RECORD SET
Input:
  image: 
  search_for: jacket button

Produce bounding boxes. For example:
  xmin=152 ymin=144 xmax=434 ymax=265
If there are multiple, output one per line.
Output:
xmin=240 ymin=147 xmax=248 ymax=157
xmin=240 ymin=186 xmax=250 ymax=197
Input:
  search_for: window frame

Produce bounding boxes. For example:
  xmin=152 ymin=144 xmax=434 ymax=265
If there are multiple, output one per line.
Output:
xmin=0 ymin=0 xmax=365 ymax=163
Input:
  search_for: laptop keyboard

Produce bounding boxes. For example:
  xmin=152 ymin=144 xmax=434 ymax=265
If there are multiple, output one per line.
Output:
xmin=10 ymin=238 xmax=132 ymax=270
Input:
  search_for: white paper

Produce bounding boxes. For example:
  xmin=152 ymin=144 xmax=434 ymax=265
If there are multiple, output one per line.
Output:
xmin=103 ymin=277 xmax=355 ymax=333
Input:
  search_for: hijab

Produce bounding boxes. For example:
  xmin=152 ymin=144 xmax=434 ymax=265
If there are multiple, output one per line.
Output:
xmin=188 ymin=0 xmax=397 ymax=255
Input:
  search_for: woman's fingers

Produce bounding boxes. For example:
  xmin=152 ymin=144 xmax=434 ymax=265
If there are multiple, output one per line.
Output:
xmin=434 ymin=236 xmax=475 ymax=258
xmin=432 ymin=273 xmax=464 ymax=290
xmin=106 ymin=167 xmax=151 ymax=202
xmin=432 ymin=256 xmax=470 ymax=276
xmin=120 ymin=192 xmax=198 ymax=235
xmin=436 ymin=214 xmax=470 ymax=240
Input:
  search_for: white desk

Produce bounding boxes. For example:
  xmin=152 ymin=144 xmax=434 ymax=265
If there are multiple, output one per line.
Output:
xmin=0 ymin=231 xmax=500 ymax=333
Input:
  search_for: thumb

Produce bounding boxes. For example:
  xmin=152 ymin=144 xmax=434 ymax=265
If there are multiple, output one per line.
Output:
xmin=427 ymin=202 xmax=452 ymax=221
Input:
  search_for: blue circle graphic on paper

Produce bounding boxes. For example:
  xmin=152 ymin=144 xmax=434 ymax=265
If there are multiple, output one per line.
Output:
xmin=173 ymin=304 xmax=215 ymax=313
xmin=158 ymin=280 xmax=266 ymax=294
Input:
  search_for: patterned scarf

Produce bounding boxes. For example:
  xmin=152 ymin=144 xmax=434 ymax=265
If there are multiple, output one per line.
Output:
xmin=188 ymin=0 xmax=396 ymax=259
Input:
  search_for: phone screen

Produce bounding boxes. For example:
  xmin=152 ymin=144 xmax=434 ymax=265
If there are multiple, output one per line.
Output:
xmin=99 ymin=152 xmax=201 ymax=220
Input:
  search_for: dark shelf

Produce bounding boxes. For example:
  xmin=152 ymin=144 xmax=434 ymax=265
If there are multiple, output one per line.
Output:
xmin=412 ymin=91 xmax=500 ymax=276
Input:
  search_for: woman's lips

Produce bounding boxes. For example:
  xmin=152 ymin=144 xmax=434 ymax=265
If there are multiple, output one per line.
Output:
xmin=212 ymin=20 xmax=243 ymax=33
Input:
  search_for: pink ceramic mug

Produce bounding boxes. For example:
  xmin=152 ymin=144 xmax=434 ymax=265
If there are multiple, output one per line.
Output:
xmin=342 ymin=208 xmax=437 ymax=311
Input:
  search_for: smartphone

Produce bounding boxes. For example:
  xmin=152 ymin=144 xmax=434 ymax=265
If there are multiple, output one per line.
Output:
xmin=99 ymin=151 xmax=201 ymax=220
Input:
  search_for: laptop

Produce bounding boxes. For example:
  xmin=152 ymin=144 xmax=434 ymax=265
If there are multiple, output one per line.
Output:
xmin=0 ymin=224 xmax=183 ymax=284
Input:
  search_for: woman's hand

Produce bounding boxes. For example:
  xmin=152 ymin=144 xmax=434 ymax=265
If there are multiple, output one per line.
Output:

WORK TO DO
Copy out the data above with every instance of "woman's" renamed to "person's". Change nothing else.

THE SOLUTION
Input:
  image: 
  search_for: jacket button

Produce bounding boxes. For example:
  xmin=152 ymin=144 xmax=434 ymax=265
If there are multiple, output one per line.
Output:
xmin=240 ymin=147 xmax=248 ymax=157
xmin=240 ymin=186 xmax=250 ymax=197
Input:
  search_for: window frame

Produce bounding boxes. For example:
  xmin=152 ymin=144 xmax=434 ymax=265
If there are multiple, output one per line.
Output:
xmin=0 ymin=0 xmax=365 ymax=163
Input:
  search_for: laptop keyboard

Produce bounding boxes. For example:
  xmin=152 ymin=144 xmax=434 ymax=265
If there are multiple, output one per line.
Output:
xmin=10 ymin=238 xmax=132 ymax=270
Input:
  search_for: white paper

Produce bounding boxes. For example:
  xmin=152 ymin=144 xmax=434 ymax=265
If there are multiple, output one per line.
Output:
xmin=103 ymin=277 xmax=355 ymax=333
Input:
  search_for: hijab

Produce bounding boxes. For example:
  xmin=152 ymin=144 xmax=434 ymax=265
If there are multiple, output one per line.
Output:
xmin=188 ymin=0 xmax=397 ymax=255
Input:
  search_for: person's fingers

Produce bounding boxes. For example:
  xmin=152 ymin=144 xmax=434 ymax=265
If there are multiple, output one per line.
Output:
xmin=434 ymin=236 xmax=475 ymax=258
xmin=432 ymin=273 xmax=464 ymax=290
xmin=106 ymin=167 xmax=151 ymax=202
xmin=432 ymin=256 xmax=470 ymax=276
xmin=120 ymin=192 xmax=198 ymax=235
xmin=436 ymin=214 xmax=470 ymax=240
Input:
  search_for: white desk

Produce bounding boxes. For example:
  xmin=152 ymin=144 xmax=434 ymax=265
If there are multiple, output one per line.
Output:
xmin=0 ymin=231 xmax=500 ymax=333
Input:
  search_for: thumb

Produce bounding boxes. For example:
  xmin=152 ymin=144 xmax=434 ymax=265
If there are multiple, output one per line.
Output:
xmin=427 ymin=202 xmax=452 ymax=221
Input:
  search_for: blue circle graphic on paper

Produce bounding boxes. For example:
  xmin=152 ymin=144 xmax=434 ymax=265
If there are multiple, output one per line.
Output:
xmin=173 ymin=304 xmax=215 ymax=313
xmin=158 ymin=280 xmax=266 ymax=294
Input:
  search_for: patterned scarf

Produce bounding boxes. For example:
  xmin=152 ymin=144 xmax=434 ymax=265
If there are multiple, output one per line.
Output:
xmin=188 ymin=0 xmax=396 ymax=259
Input:
  search_for: phone screen

Produce bounding boxes. For example:
  xmin=152 ymin=144 xmax=434 ymax=265
If there are multiple, output one per line.
Output:
xmin=99 ymin=152 xmax=201 ymax=220
Input:
  search_for: dark shelf

Produce bounding boxes. For example:
  xmin=152 ymin=144 xmax=434 ymax=265
If there are multiple, output one per line.
Output:
xmin=412 ymin=91 xmax=500 ymax=276
Input:
  search_for: person's lips

Produce bounding boxes. For example:
  xmin=152 ymin=144 xmax=434 ymax=265
If there are multiple, output one per line.
Output:
xmin=212 ymin=20 xmax=243 ymax=33
Input:
  search_for: pink ceramic mug

Produce bounding boxes. For example:
  xmin=152 ymin=144 xmax=434 ymax=265
If there are multiple, output one per line.
Output:
xmin=342 ymin=208 xmax=437 ymax=311
Input:
  search_for: smartphone

Produce bounding boxes. For example:
  xmin=152 ymin=144 xmax=434 ymax=265
If there are multiple, output one per line.
Output:
xmin=99 ymin=151 xmax=201 ymax=220
Input:
  search_for: laptop

Produce bounding boxes. For example:
  xmin=152 ymin=144 xmax=434 ymax=265
If there are multiple, output one per line.
Output:
xmin=0 ymin=224 xmax=183 ymax=284
Input:
  search_for: person's hand

Produce bounding boxes. For example:
  xmin=152 ymin=144 xmax=434 ymax=265
If there are multiple, output one per line.
Output:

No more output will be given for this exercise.